* Extrait du document
■ ■ ■ ■ ■ ■ ■

Nous avons abordé dans ces colonnes, au cours des
précédentes causeries, des problèmes de nature, de quantité et de qualité des
produits de la forêt. Nous avons mis l’accent sur la nécessité d’une économie
stricte dans l’utilisation du matériau bois, que nos forêts françaises ne nous
donnent pas en quantité et qualité partout suffisantes pour satisfaire à nos
besoins.
Ceci n’est pas un problème né entièrement de la dernière
guerre, laquelle n’a fait, avec toutes ses destructions, qu’aggraver la
situation. Cet état de fait entraîne malheureusement un déséquilibre dans notre
balance commerciale, car il nous fallait déjà avant 1939, importer,
principalement sous forme de papier, pâte à papier, ou bois pour pâte à papier,
l’équivalent d’environ 2.400.000 mètres cubes de bois.
En face de ce chiffre, qui représente la production annuelle
en bois de cette catégorie d’une forêt de près de un million d’hectares, nous
notons que 7 millions d’hectares de friches ou terrains improductifs
existent en France, sur lesquels la moitié, formés de glaciers, rochers, etc.,
ne saurait nourrir des forêts.
Les Pouvoirs publics se sont depuis longtemps préoccupés de
ce problème, puisque des facilités nombreuses ont été accordées aux
propriétaires de bois ou forêt, tant en subventions pour boisements ou
reboisements, ou équipements des massifs forestiers, qu’en aide pour la
gestion, ou en réduction sur les droits de mutation, ou même en exemption
d’impôt sur les reboisements, toutes mesures qui ont fait l’objet de lois ou
réglementations diverses fort intéressantes pour les propriétaires.
Telle qu’elle est, notre forêt française, trop restreinte en
surface, produit trop peu par ailleurs, ou, par places donne des produits sans
grand intérêt. Ceci tient aux diverses formes de traitement et à l’évolution
normale intervenue dans l’utilisation des ressources du sol. À partir du XIXe siècle,
le développement massif dans l’exploitation de la houille a, en effet, rendu
sans intérêt une partie de l’énorme production de chauffage de nos forêts de l’époque.
En même temps, les besoins en bois d’œuvre, en bois de mines, en bois à papier
augmentaient considérablement. À la production de rondin, de charbonnette, il
fallait substituer la production de bois de grosses dimensions, remplacer
autant que possible le taillis par quelque chose de mieux à ce point de
vue : le taillis sous futaie ; et, si les conditions le permettaient,
remplacer le taillis sous futaie par la futaie. Les forestiers français se sont
attelés à cette tâche et ont, depuis un siècle, magnifiquement réussi dans les
forêts domaniales et communales. Beaucoup trop de forêts particulières,
malheureusement, ne donnent encore qu’une production insuffisante en quantité
et qualité, pour le plus grand dommage de leurs propriétaires et de la France
elle-même.

■ ■ ■ ■ ■ ■ ■

* Consignes
a – D'après le texte sur la forêt française, quel volume de bois la France devait-elle déjà importer avant 1939 ?
b – Reprenez le texte sur la forêt française à la suite de sa dernière phrase et poursuivez-le.

■ ■ ■ ■ ■ ■ ■

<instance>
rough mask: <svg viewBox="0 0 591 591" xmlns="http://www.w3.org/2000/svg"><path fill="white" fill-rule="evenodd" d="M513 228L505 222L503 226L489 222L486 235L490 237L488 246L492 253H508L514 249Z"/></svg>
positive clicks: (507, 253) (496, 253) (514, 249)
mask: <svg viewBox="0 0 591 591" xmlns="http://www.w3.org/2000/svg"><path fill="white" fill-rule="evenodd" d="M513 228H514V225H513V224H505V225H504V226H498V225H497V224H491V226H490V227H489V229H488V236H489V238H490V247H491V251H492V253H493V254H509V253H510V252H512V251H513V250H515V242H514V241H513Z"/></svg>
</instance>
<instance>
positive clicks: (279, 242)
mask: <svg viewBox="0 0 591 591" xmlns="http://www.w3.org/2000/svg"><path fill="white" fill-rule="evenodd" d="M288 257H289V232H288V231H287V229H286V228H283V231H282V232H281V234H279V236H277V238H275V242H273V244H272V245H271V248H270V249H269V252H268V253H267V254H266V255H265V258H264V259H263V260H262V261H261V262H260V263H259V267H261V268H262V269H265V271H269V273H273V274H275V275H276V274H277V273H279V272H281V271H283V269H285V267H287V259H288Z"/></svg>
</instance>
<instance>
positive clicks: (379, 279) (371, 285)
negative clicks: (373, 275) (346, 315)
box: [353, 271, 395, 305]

■ ■ ■ ■ ■ ■ ■

* Réponses attendues
a – L'équivalent d'environ 2.400.000 mètres cubes de bois.

b –
1° Le taillis : il couvre encore en France
3.200.000 hectares et revêt des formes nombreuses et variées selon les climats
et les essences. C’est un mode d’exploitation simple, car il n’est fait appel
pour le renouveler qu’aux rejets qui naissent sur les souches après
l’exploitation. Ils y apparaissent en une touffe, la trochée ou la cépée, qui
grandit rapidement et donne :
— au bout d’une quinzaine d’années, avec le chêne, des
produits intéressants sous forme d’écorce à tan ;
— au bout de vingt-cinq ans environ, de bons piquets
dans le chêne, le châtaignier et le robinier, vulgairement nommé acacia ;
— au bout de trente, trente-cinq ans, les taillis de
toutes ces essences donnent du chauffage en beau rondin ; mais c’est, pour
cet usage, le charme qui est le plus apprécié. Le bois de châtaignier surtout
et le chêne lui-même sont, en outre, la matière premiers de l’industrie des
extraits tannants, qui utilise du bois à dimension de rondin.
Le taillis a été longtemps aussi le producteur de bois à charbon,
et c’est encore à cet usage que les maigres taillis de chênes verts des pentes
sud des collines méridionales de notre pays sont utilisés.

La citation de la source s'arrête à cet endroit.